_Texto de la página:_
Trasversales
Léodile Béra (André Leo)

La ciudadana

Revista Trasversales número 30 noviembre 2013 (web)

Publicado el 5 de febrero de 1881 en La tribune des femmes.

Ese ciudadano del futuro, ese ser verdaderamente libre, creador de su propio destino, participante en la gestión del mundo, ¿quién será? ¿Quién, una vez alcanzada la edad adulta, tendrá derechos de ciudadanía?

Afortudamente, muchas mentes se sorprenderán de que se plantee tal pregunta y la declararán ociosa, al tratarse de un principio tan general y tan formal como el derecho individual. Sin embargo, ¿cuántos hay que al hablar de ciudadano sólo tienen en cuenta a un tipo de ser, el hombre, el tipo masculino que, para ellos, sería el único representante de la humanidad pensante y activa?

Aún son muchos aquellos para los que la costumbre domina sobre la reflexión y que atormentados por la lógica de este principio sólo lo aceptan quejumbrosos e intentando atenuar sus efectos por medio de todo tipo de combinaciones o correcciones ingeniosas en las que la forma domina sobre el fondo.

_Datos sin procesar:_
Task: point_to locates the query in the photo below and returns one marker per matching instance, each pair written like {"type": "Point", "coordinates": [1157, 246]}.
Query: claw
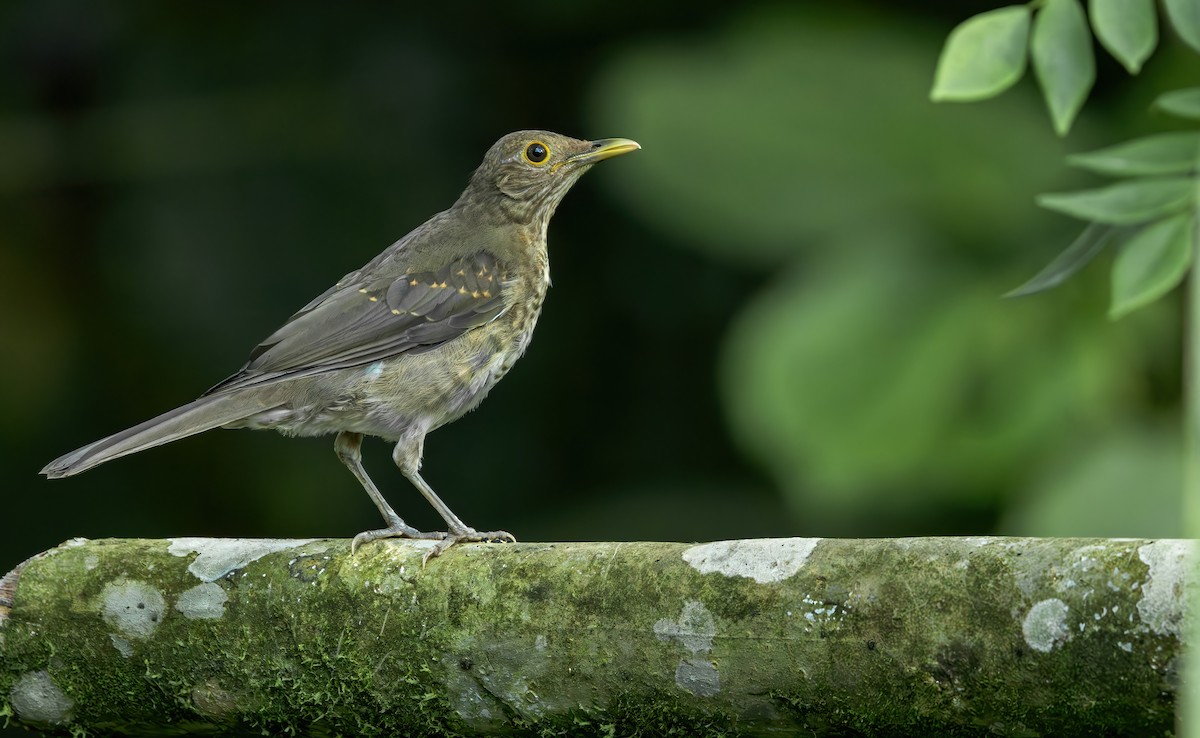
{"type": "Point", "coordinates": [467, 535]}
{"type": "Point", "coordinates": [396, 529]}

_Partes del ejercicio:_
(A) Imprime el fragmento del texto de la página comprendido entre "Publicado el 5" y "pensante y activa?", ambos incluidos.
(B) Según el texto de la página, ¿en qué fecha se publicó en La tribune des femmes?

_Respuestas:_
(A)
Publicado el 5 de febrero de 1881 en La tribune des femmes.

Ese ciudadano del futuro, ese ser verdaderamente libre, creador de su propio destino, participante en la gestión del mundo, ¿quién será? ¿Quién, una vez alcanzada la edad adulta, tendrá derechos de ciudadanía?

Afortudamente, muchas mentes se sorprenderán de que se plantee tal pregunta y la declararán ociosa, al tratarse de un principio tan general y tan formal como el derecho individual. Sin embargo, ¿cuántos hay que al hablar de ciudadano sólo tienen en cuenta a un tipo de ser, el hombre, el tipo masculino que, para ellos, sería el único representante de la humanidad pensante y activa?

(B) El 5 de febrero de 1881.